# Start of TASK DATA

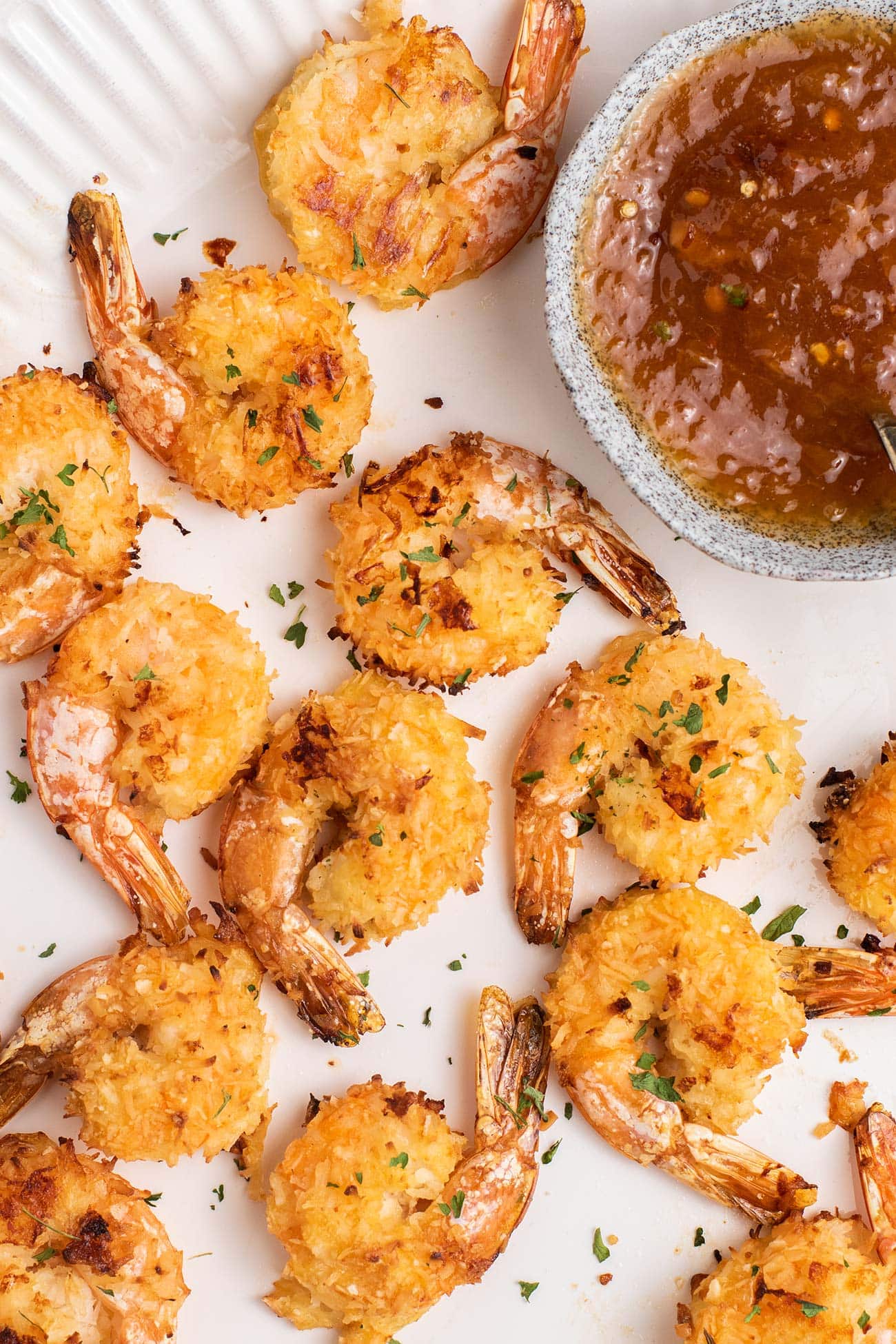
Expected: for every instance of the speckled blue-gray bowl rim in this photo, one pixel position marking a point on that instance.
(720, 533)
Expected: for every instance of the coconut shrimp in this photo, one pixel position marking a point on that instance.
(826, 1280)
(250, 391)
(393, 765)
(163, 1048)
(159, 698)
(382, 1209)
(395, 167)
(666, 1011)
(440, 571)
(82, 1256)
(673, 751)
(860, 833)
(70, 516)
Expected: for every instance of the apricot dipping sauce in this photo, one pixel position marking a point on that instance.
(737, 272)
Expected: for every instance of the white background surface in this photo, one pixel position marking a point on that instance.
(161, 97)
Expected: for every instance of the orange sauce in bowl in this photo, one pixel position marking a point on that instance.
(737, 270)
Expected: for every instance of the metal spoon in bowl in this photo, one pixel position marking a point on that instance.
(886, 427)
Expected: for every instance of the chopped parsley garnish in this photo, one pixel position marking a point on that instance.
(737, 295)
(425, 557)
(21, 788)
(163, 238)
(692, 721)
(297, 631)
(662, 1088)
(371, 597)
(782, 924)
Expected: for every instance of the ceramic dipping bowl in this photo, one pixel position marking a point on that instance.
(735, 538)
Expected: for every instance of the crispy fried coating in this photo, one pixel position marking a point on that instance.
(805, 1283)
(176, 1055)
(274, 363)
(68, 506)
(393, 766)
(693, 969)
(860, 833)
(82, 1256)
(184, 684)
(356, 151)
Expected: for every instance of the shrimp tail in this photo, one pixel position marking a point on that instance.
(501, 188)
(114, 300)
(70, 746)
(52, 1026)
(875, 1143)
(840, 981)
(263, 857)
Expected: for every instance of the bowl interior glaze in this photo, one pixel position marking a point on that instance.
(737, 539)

# End of TASK DATA
# Start of TASK DATA

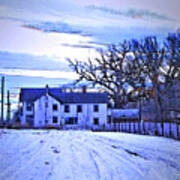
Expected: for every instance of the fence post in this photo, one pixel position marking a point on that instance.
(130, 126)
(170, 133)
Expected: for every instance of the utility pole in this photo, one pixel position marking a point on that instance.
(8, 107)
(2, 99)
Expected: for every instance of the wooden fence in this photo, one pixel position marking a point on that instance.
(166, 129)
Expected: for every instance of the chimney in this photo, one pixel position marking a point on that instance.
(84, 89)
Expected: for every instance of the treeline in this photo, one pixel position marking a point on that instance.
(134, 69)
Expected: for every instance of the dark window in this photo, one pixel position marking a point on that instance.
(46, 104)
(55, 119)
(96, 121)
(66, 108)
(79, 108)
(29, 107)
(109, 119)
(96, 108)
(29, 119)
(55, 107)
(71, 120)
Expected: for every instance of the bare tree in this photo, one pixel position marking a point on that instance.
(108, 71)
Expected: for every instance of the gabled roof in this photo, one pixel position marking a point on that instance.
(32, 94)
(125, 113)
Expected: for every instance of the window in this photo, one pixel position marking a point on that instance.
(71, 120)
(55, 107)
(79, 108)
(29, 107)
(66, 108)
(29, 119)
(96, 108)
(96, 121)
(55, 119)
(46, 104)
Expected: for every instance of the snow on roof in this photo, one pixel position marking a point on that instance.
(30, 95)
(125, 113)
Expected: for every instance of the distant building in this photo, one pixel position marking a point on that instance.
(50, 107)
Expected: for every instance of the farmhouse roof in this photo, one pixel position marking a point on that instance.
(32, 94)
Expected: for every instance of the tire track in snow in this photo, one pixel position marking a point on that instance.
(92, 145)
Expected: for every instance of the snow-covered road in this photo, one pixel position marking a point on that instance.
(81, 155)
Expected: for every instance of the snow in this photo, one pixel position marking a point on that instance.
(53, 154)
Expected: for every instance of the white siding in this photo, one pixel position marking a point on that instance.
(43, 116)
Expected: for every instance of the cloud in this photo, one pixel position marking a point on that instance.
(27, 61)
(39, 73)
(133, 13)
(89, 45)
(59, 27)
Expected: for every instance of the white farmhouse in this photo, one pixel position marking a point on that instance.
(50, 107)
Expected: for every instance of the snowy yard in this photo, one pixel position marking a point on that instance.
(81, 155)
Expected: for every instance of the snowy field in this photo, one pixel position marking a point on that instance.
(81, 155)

# End of TASK DATA

## THE PROBLEM
Count the lines in the material above that contain the word "white", and reply with the number alone.

## ANSWER TO THE EXERCISE
3